Republicans and Democrats are debating what to include in yet another federal coronavirus relief bill. Meanwhile, the states are in various stages of “opened up” or “locked down,” with state and local politicians regulating the minutiae of our interactions right down to what constitutes a “meal” in order to determine which establishments may serve alcoholic beverages.

The politicians all need to stop. Just stop.

Senate Republicans have proposed a new $1 trillion dollar spending plan. Democratic House Speaker Nancy Pelosi (D-Calif.) wants a $3 trillion bill. Neither plan would stimulate our economy in the short run, but both would make the economy worse in the long run.

The U.S. economy is stagnating because of COVID-19 and the state and local shutdown and limited-reopening restrictions.

In a sense, some of this stagnation is optimal, given the existence of COVID-19. It poses a health risk to all Americans and a more significant risk to older people and people with preexisting conditions. Economic activities that consumers perceived as most risky were going to contract in the short run even without any government prohibitions.

What would you expect with fewer people willing to travel, go to restaurants and gyms, or attend sporting events and concerts? This stagnation will cure itself in the longer run, however, as labor and capital are reallocated from these industries to other industries, or as risk from COVID-19 decreases—whether from a vaccine, treatment, or herd immunity.

However, much of the economic stagnation was imposed by the government. New unemployment claims surged to record levels in late March and early April as most state governments across the country imposed lockdowns. The unemployment rate, which peaked in April at 14.7 percent, began falling in May and June (11.1 percent) as many states began easing their shutdown restrictions and allowing some people to go back to work.

More people would have gone back to work if Congress had not included a $600 weekly boost to state unemployment benefits with the $2 trillion COVID-19-relief bill it passed in March. That bill raised the combined federal and state unemployment benefits above the average wage of the jobs lost in 38 states.

Paying people more not to work than to work is a sure-fire way to prolong economic stagnation. Unfortunately, House Democrats are trying to extend this provision until January in their new proposal.

○ ○ ○

LIST OF TASKS
a - Render this sentence from the commentary on coronavirus relief spending in Spanish: "The U.S. economy is stagnating because of COVID-19 and the state and local shutdown and limited-reopening restrictions."
b - Write out, word for word, the portion of the commentary on coronavirus relief spending starting at "Senate Republicans have" and ending at "and limited-reopening restrictions.".
c - Write what comes next in the commentary on coronavirus relief spending, picking up after its final sentence.
The data that come after this are not needed for any of the work.

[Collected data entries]
○ ○ ○

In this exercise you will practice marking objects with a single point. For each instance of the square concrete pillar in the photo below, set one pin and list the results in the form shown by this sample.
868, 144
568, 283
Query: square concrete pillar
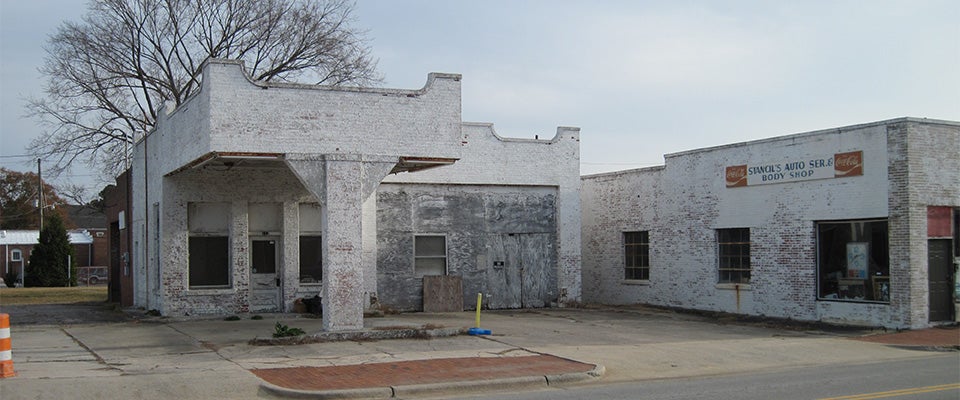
342, 182
342, 244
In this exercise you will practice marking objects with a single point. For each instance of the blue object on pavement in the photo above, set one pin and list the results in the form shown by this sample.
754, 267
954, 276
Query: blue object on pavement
478, 331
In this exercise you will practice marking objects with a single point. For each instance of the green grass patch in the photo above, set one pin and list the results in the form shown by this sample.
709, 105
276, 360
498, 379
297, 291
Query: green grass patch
12, 296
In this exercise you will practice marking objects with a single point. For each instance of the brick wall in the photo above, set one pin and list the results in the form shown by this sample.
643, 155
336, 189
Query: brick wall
683, 203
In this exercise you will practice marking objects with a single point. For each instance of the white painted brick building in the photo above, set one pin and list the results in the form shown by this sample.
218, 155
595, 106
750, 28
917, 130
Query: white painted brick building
249, 196
864, 234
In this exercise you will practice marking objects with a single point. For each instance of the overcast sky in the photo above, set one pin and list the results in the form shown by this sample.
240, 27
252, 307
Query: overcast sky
640, 78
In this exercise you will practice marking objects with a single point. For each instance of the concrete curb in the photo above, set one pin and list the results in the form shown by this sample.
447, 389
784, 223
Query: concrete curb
504, 384
359, 393
433, 389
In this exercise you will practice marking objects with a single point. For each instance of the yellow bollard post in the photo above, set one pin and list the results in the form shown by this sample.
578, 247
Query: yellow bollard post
479, 300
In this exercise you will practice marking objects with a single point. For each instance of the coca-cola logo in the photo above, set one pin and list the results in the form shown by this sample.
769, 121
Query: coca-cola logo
848, 164
737, 176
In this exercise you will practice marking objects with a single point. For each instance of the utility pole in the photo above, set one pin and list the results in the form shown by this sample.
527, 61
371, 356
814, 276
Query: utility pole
40, 193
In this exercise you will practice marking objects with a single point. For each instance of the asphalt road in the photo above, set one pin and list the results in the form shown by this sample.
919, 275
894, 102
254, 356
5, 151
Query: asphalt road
63, 314
933, 377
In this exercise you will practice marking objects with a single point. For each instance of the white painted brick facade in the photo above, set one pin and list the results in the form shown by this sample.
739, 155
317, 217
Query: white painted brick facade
908, 165
332, 146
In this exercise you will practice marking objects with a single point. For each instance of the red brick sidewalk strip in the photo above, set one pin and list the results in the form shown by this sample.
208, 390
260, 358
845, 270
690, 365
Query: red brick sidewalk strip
418, 372
932, 337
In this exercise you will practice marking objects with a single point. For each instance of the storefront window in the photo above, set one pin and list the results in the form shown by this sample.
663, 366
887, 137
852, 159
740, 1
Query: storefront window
853, 260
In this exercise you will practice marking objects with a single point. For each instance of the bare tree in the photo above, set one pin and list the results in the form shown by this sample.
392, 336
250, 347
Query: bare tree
108, 75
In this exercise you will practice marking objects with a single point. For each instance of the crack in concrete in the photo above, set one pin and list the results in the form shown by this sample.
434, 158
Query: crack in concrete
100, 360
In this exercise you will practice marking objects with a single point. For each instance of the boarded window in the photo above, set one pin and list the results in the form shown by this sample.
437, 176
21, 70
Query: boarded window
311, 259
430, 255
733, 249
209, 261
209, 244
311, 243
636, 255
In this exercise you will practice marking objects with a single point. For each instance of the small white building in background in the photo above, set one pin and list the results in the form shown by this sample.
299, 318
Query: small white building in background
17, 245
853, 225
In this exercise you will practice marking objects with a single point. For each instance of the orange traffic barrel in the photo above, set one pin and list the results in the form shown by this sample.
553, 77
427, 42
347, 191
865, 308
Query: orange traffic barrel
6, 354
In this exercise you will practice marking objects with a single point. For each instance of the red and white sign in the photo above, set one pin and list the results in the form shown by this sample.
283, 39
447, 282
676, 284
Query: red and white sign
801, 169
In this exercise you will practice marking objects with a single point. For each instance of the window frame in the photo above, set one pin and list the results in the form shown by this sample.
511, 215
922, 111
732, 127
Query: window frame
876, 253
417, 256
637, 260
725, 266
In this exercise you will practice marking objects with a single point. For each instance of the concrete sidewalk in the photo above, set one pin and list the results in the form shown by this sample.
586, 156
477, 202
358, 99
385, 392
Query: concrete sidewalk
197, 358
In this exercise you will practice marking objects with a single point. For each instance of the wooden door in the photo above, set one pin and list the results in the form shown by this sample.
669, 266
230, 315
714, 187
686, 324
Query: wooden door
940, 276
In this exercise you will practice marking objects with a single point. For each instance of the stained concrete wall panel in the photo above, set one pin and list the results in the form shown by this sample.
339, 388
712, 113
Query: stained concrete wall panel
464, 218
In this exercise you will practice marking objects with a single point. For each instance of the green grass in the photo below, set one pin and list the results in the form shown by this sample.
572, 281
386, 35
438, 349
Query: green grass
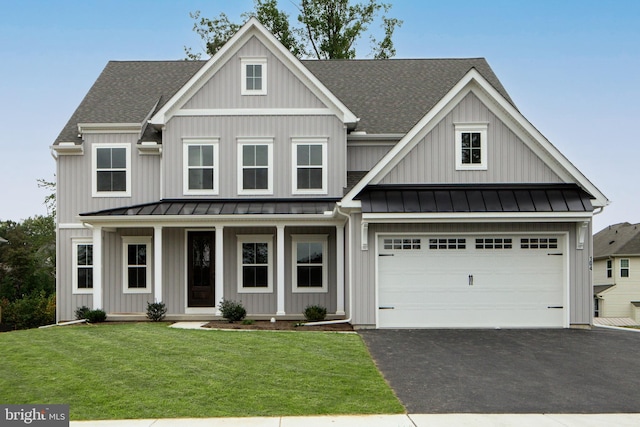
147, 370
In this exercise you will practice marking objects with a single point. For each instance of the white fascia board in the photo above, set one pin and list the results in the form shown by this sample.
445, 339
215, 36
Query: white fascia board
476, 217
252, 28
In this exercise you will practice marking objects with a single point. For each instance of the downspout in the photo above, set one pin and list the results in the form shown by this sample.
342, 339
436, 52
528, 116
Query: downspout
348, 320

○ ○ ○

ANSWERS TO THE EXERCISES
a - La economía de EE. UU. se está estancando debido a la COVID-19 y a las restricciones estatales y locales de cierre y de reapertura limitada.

b -
Senate Republicans have proposed a new $1 trillion dollar spending plan. Democratic House Speaker Nancy Pelosi (D-Calif.) wants a $3 trillion bill. Neither plan would stimulate our economy in the short run, but both would make the economy worse in the long run.

The U.S. economy is stagnating because of COVID-19 and the state and local shutdown and limited-reopening restrictions.

c -
A new federal COVID-19 bill would not stimulate the economy because the vast majority of the spending in both the Republican and Democratic versions would not and/or could not address the two fundamental causes of our economic stagnation.

If most of the new spending were on speeding the development of a vaccine, improved treatments, or increased hospital capacity, one might plausibly argue that the spending could decrease the drag on the economy caused by the risk of COVID-19. But neither plan focuses on measures like these.

Federal spending also couldn’t negate orders from state and local officials that prevent people from working and consuming goods and services. Perhaps an “anti-spending” bill could pressure states to decrease their restrictions by taking away federal funds from those that do not abolish their lockdown orders. But, again, that’s not being proposed.

Either bill would be bad for the economy in the long run because, at $1 trillion to $3 trillion, either would significantly add to the $3.8 trillion federal deficit forecast for 2020. Ultimately, accumulated deficits are paid for with higher taxes in the future. Those higher taxes will contract long-run economic activity.

The federal government should stop passing relief bills because more spending would likely harm our economic recovery more than help it. State and local government busybodies need to stop regulating how businesses and consumers cooperate so that people can figure out how to do it themselves. Our economy would improve more quickly if we could just get all of our politicians to stop what they’ve been doing.